▸ **Task brief**:
Copy every line of the data in which the word "curtain" occurs.

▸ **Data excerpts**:
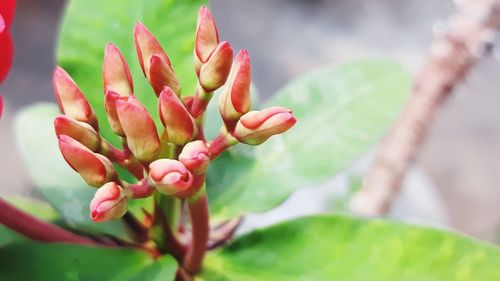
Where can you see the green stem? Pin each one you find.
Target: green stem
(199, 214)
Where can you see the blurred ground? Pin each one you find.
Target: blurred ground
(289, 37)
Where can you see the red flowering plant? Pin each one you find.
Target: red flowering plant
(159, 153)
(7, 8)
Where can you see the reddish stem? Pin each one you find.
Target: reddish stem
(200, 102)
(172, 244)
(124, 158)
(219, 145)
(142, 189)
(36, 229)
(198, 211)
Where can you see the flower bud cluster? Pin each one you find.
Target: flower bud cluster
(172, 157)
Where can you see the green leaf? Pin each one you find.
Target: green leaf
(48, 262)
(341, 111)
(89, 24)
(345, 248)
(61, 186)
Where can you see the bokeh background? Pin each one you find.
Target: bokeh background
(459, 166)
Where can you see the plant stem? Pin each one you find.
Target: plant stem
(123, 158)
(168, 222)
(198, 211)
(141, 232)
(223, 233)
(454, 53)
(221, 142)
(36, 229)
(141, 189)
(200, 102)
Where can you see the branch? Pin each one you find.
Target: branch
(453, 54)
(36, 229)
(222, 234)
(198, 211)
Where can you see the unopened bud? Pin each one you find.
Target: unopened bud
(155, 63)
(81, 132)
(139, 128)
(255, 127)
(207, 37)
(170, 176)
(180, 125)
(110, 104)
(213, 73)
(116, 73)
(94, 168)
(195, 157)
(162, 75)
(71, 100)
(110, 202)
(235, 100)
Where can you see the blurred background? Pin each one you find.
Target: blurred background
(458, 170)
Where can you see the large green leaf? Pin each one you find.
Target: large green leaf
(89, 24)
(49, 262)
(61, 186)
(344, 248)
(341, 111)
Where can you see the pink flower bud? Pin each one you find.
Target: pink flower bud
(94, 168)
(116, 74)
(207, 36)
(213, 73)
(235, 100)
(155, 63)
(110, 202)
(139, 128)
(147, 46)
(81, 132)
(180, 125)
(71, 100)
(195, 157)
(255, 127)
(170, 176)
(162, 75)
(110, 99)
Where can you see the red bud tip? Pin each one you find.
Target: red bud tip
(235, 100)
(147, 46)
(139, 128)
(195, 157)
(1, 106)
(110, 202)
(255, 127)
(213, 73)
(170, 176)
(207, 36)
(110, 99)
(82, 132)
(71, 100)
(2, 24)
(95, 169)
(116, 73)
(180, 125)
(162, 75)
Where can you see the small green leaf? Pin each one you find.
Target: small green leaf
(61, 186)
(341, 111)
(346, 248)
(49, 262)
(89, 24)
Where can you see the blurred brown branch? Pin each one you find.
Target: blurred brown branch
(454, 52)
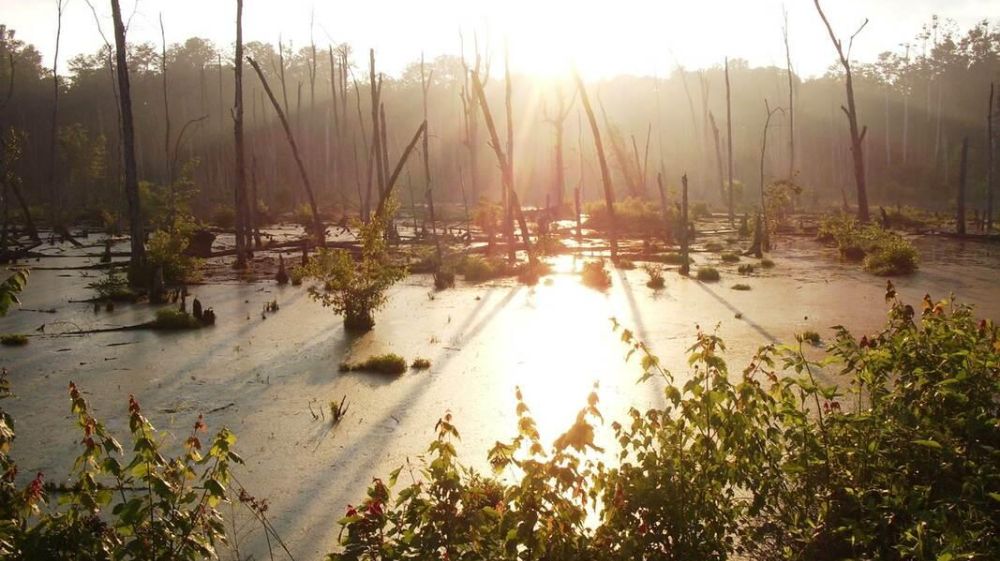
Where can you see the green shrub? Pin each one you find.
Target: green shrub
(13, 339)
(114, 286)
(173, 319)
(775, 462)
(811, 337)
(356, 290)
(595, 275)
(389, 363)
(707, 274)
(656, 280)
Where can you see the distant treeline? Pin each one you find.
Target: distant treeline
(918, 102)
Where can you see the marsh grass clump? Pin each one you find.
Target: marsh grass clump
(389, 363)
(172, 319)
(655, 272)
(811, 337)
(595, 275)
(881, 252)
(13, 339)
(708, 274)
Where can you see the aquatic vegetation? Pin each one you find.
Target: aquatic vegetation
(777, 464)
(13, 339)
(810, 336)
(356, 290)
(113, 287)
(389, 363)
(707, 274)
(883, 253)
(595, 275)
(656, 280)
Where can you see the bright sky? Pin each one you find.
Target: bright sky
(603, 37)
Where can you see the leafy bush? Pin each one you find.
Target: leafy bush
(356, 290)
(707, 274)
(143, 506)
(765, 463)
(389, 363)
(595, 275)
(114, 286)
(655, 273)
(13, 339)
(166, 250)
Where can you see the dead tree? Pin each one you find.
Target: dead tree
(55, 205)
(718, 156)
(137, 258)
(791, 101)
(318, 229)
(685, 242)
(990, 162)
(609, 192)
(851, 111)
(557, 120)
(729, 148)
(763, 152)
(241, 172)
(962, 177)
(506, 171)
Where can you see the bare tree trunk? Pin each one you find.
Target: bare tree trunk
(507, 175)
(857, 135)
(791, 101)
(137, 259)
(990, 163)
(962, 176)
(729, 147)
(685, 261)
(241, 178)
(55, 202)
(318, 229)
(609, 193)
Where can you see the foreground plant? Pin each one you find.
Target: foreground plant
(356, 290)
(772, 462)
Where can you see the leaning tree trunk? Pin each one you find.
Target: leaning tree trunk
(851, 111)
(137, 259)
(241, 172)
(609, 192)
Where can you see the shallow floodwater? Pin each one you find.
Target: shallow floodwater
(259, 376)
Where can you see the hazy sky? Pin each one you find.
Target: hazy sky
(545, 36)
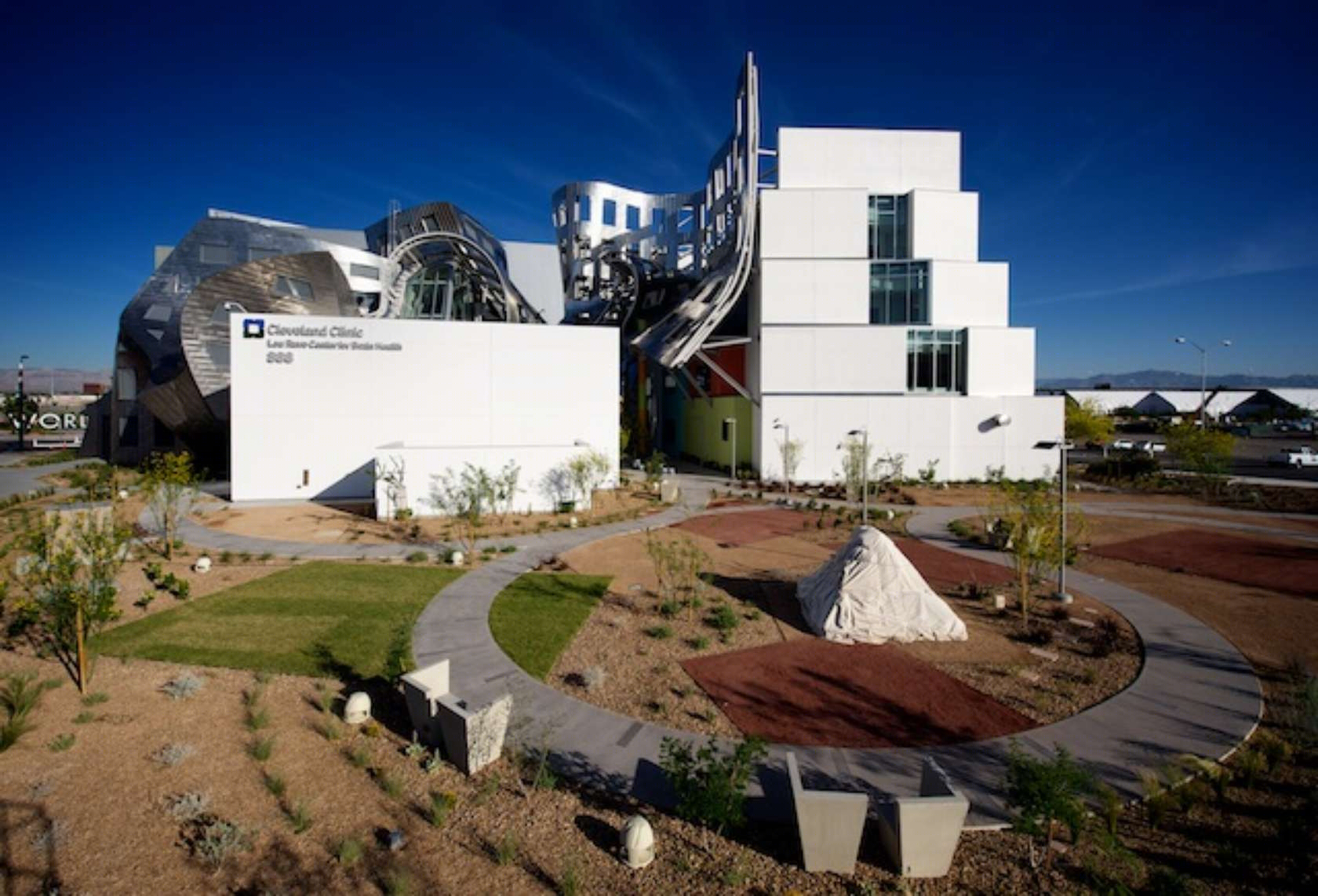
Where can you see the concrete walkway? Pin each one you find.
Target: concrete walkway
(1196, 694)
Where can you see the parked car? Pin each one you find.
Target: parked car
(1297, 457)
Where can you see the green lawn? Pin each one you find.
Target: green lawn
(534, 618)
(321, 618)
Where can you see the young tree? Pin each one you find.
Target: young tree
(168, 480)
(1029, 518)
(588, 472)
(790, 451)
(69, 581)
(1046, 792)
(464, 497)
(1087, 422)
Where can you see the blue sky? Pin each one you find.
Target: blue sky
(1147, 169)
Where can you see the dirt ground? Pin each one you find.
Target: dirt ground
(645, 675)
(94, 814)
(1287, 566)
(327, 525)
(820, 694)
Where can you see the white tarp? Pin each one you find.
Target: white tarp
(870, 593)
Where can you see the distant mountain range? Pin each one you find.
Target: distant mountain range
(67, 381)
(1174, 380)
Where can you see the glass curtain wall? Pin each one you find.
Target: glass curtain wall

▸ **Solution below**:
Where can you see the glass curtain wall? Pin each one you find.
Target: glass curtain wall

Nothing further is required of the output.